List of tasks -
A) In the patch review thread below, why does the notifier check is_smca_umc_v2 rather than relying on the error signature alone? Explain in one to three sentences.
B) Resume the patch review thread below after its last sentence.

Text extract -

RE: [PATCH] drm/amdgpu: Register bad page handler for Aldebaran

"Joshi, Mukul" <Mukul.Joshi@xxxxxxx> · Wed, 12 May 2021 19:00:58 +0000

[AMD Official Use Only - Internal Distribution Only]

> -----Original Message-----
> From: Borislav Petkov <bp@xxxxxxxxx>
> Sent: Wednesday, May 12, 2021 5:37 AM
> To: Joshi, Mukul <Mukul.Joshi@xxxxxxx>
> Cc: amd-gfx@xxxxxxxxxxxxxxxxxxxxx; Kasiviswanathan, Harish
> <Harish.Kasiviswanathan@xxxxxxx>; x86-ml <x86@xxxxxxxxxx>; lkml <linux-
> kernel@xxxxxxxxxxxxxxx>
> Subject: Re: [PATCH] drm/amdgpu: Register bad page handler for Aldebaran
> 
> [CAUTION: External Email]
> 
> Hi,
> 
> so this is a drive-by review using the lore.kernel.org mail because I wasn't CCed
> on this.
> 
> On Tue, May 11, 2021 at 09:30:58PM -0400, Mukul Joshi wrote:
> > +static int amdgpu_bad_page_notifier(struct notifier_block *nb,
> > +                                 unsigned long val, void *data) {
> > +     struct mce *m = (struct mce *)data;
> > +     struct amdgpu_device *adev = NULL;
> > +     uint32_t gpu_id = 0;
> > +     uint32_t umc_inst = 0;
> > +     uint32_t chan_index = 0;
> > +     struct ras_err_data err_data = {0, 0, 0, NULL};
> > +     struct eeprom_table_record err_rec;
> > +     uint64_t retired_page;
> > +
> > +     /*
> > +      * If the error was generated in UMC_V2, which belongs to GPU
> > + UMCs,
> 
> Why does it matter if the error is a v2 UMC generated one?
> 
> IOW, can you detect the type of errors in GPU memory - I assume this is what
> this is supposed to handle - from the error signature itself instead of doing
> is_smca_umc_v2?

SMCA UMCv2 corresponds to GPU's UMC MCA bank and the GPU driver is only interested in errors on GPU UMC.
We cannot know this without is_smca_umc_v2.

Data entries -
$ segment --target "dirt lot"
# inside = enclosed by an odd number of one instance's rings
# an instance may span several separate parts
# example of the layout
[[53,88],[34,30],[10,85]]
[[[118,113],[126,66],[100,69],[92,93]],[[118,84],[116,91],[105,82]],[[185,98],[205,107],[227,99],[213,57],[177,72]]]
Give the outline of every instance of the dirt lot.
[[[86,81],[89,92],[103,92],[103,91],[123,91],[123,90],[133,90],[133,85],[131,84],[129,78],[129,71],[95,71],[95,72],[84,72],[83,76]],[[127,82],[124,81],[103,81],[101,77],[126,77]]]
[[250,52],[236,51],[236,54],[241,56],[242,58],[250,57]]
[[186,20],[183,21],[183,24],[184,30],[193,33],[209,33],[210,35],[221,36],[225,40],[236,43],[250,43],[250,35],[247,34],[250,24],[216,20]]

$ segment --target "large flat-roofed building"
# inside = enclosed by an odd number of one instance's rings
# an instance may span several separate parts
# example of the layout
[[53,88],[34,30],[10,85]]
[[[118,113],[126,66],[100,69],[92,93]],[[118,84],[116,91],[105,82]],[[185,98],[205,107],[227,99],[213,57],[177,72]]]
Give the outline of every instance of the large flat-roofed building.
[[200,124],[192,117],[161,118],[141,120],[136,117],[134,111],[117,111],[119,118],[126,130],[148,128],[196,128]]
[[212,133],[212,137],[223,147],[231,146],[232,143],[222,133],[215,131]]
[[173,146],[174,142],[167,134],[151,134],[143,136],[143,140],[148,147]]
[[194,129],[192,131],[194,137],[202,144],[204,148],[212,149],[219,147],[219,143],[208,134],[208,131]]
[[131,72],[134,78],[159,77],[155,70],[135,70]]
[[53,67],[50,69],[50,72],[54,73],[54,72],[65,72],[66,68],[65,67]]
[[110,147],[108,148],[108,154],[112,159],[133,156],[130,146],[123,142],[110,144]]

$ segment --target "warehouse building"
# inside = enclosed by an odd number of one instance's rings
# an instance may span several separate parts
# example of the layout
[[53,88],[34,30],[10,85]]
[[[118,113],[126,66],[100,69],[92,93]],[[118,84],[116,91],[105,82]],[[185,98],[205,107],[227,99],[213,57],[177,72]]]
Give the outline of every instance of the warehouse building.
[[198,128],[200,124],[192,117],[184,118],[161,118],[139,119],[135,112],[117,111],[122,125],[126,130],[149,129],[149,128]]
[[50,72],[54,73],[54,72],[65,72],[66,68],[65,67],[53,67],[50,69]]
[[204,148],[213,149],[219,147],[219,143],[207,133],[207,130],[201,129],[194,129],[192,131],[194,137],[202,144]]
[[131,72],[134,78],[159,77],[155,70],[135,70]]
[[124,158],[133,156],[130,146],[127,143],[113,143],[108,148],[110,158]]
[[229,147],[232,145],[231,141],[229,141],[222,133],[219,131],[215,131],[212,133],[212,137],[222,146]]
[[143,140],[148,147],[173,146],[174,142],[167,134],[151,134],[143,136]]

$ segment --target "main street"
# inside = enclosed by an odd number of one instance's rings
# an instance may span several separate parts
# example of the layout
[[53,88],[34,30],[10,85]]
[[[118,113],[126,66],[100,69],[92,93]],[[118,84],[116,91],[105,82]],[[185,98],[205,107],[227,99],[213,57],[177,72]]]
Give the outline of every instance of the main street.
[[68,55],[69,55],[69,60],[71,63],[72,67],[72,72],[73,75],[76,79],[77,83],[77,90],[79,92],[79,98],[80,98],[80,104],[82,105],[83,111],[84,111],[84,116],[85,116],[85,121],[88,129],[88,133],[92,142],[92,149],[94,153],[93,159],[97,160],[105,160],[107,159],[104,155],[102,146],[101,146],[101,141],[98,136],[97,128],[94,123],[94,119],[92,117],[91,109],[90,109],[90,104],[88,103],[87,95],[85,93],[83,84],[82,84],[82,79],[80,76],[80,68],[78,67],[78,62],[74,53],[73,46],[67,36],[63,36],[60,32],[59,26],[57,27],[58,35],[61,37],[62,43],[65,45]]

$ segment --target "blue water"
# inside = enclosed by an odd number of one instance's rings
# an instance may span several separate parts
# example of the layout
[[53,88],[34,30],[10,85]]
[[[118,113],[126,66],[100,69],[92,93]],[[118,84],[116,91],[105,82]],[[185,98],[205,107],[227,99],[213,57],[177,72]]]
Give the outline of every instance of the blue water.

Expected outputs -
A) SMCA UMCv2 corresponds to the GPU's UMC MCA bank, and the GPU driver only wants errors from GPU UMCs. There is no way to tell that an error came from a GPU UMC without the is_smca_umc_v2 check.

B)
> 
> > +      * and error occurred in DramECC (Extended error code = 0) then only
> > +      * process the error, else bail out.
> > +      */
> > +     if (!m || !(is_smca_umc_v2(m->bank) && (XEC(m->status, 0x1f) == 0x0)))
> > +             return NOTIFY_DONE;
> > +
> > +     gpu_id = GET_MCA_IPID_GPUID(m->ipid);
> > +
> > +     /*
> > +      * GPU Id is offset by GPU_ID_OFFSET in MCA_IPID_UMC register.
> > +      */
> > +     gpu_id -= GPU_ID_OFFSET;
> > +
> > +     adev = find_adev(gpu_id);
> > +     if (!adev) {
> > +             dev_warn(adev->dev, "%s: Unable to find adev for gpu_id: %d\n",
> > +                                  __func__, gpu_id);
> > +             return NOTIFY_DONE;
> > +     }
> > +
> > +     /*
> > +      * If it is correctable error, then print a message and return.
> > +      */
> > +     if (mce_is_correctable(m)) {
> > +             dev_info(adev->dev, "%s: UMC Correctable error detected.",
> > +                                 __func__);
> 
> So put yourself in the shoes of a support engineer who starts getting all those
> calls about people's hardware getting correctable errors and should they replace
> it and should AMD RMA the GPUs and so on and so on..? Do you really wanna be
> on the receiving side of that call?
> 
> IOW, whom does printing the fact that the GPU had a corrected error which got
> corrected by the hardware, help and do you really want to upset people
> needlessly?

Agree. I will remove this debug print.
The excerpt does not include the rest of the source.